Williams suggests that, for male writers, poetry is a reparation to women for their beauty, which is culturally appropriated by men for their poetry via the mechanism of "the gaze" (Mulvey 1989). This polemical concept of gaze, itself the product of the hyperbrave binarist stage of gynocritical thought, may have serious uses for the analysis of lyric poetry in helping to identify elements of the diegetic relations depicted. Mulvey proposes two key moves, both of which have their analogue in many poems in Western culture, voyeuristic investigation/demystification of the female figure, and overvaluation of the figure turned into a fetish. Williams in general demystifies women, a tough-minded, realist strategy, but the possessive and appropriative aspects of "poesy" intermingle with demystification in a poem such as "The Young Housewife" (1916) (Williams 1986, 57).

In this poem, by virtue of his responsibility of compensation, a male speaker is paradoxically both freer and more constrained than the depicted woman. He has the power to resist, yet remark on, the sexual undertext when she, "uncorseted" and "in negligee," "comes to the curb / to call the ice-man, fish-man . . . ." In a sense, she hails these chapmen into their position of (semi-sexualized) service to her, but the speaker-observer then "calls" her into her new calling as housewife. For of the wispy young female, the Williams-speaker states — with great power in his deliberateness and connoisseurship -- "I compare her / to a fallen leaf." The "fallen leaf / fallen woman" image, read via a social philology, indicates social debate. The "fallen leaf" metaphor of use and loss is a poetic post carpe diem allusion, a link of woman to nature, fatalistic in implication. But it also draws upon the late nineteenth- and early twentieth-century tendentious comparisons of marriage to "parasitism and prostitution" (in Charlotte Perkins Gilman and Olive Schreiner for instance, and echoed in Mina Loy ‘s "Feminist Manifesto"). This "leaf" metaphor also follows from "the wooden walls of her husband’s house," sympathetic lines suggesting her mild imprisonment and the husband’s clumsy stolidity.

• DATA RECORDS
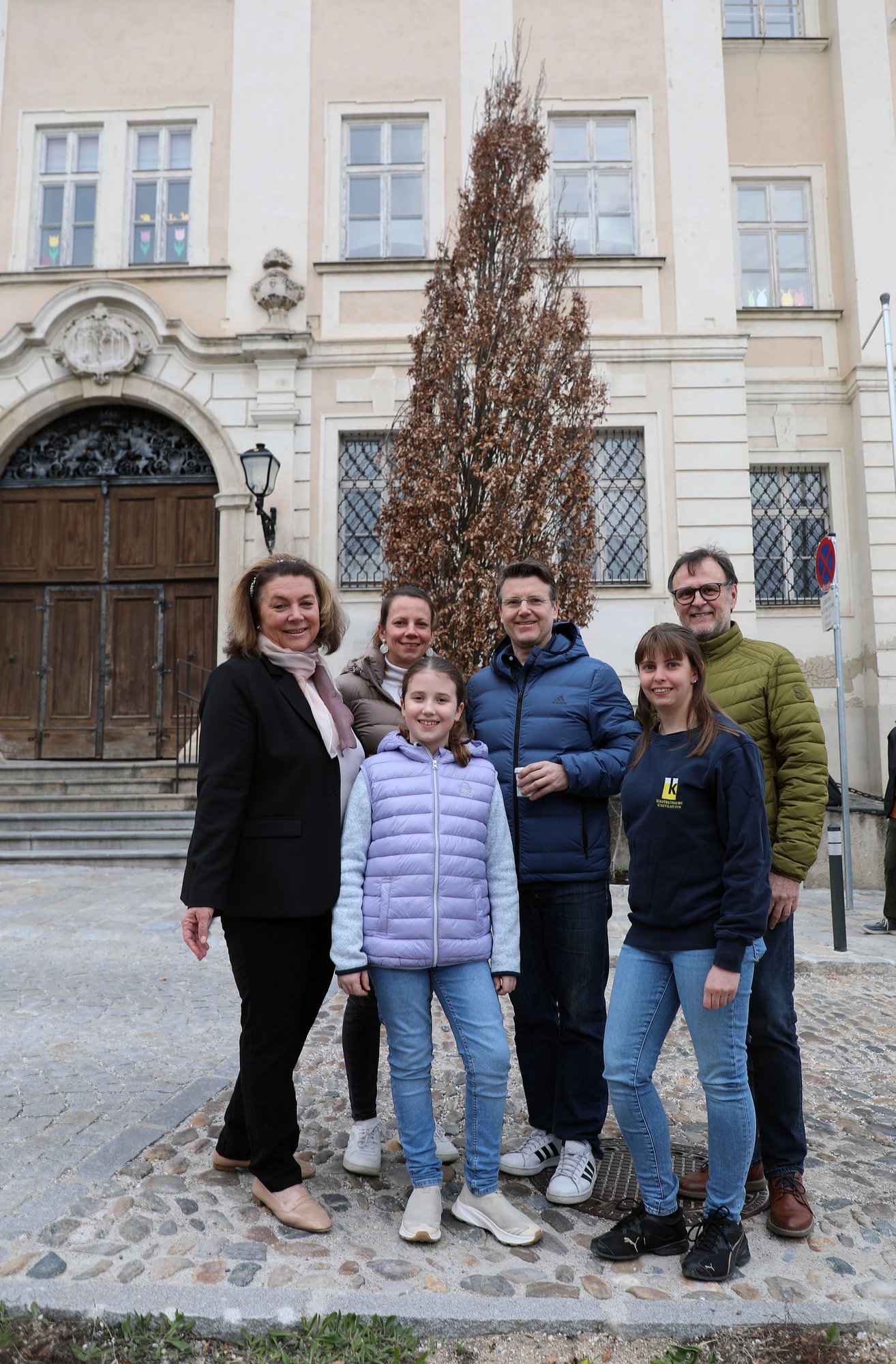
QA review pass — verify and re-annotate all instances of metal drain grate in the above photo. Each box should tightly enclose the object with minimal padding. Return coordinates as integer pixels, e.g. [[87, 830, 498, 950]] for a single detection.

--

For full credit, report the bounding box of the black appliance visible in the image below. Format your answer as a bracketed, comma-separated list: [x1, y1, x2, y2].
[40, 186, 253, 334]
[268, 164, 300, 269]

• WORK INSTRUCTIONS
• A. Transcribe the passage on "The Young Housewife" word for word, starting at "Williams suggests that, for" and ending at "(Williams 1986, 57).".
• B. Name every writer or critic who is mentioned by name in the passage on "The Young Housewife."

• TASK SOLUTIONS
• A.
Williams suggests that, for male writers, poetry is a reparation to women for their beauty, which is culturally appropriated by men for their poetry via the mechanism of "the gaze" (Mulvey 1989). This polemical concept of gaze, itself the product of the hyperbrave binarist stage of gynocritical thought, may have serious uses for the analysis of lyric poetry in helping to identify elements of the diegetic relations depicted. Mulvey proposes two key moves, both of which have their analogue in many poems in Western culture, voyeuristic investigation/demystification of the female figure, and overvaluation of the figure turned into a fetish. Williams in general demystifies women, a tough-minded, realist strategy, but the possessive and appropriative aspects of "poesy" intermingle with demystification in a poem such as "The Young Housewife" (1916) (Williams 1986, 57).

• B.
Williams
Mulvey
Charlotte Perkins Gilman
Olive Schreiner
Mina Loy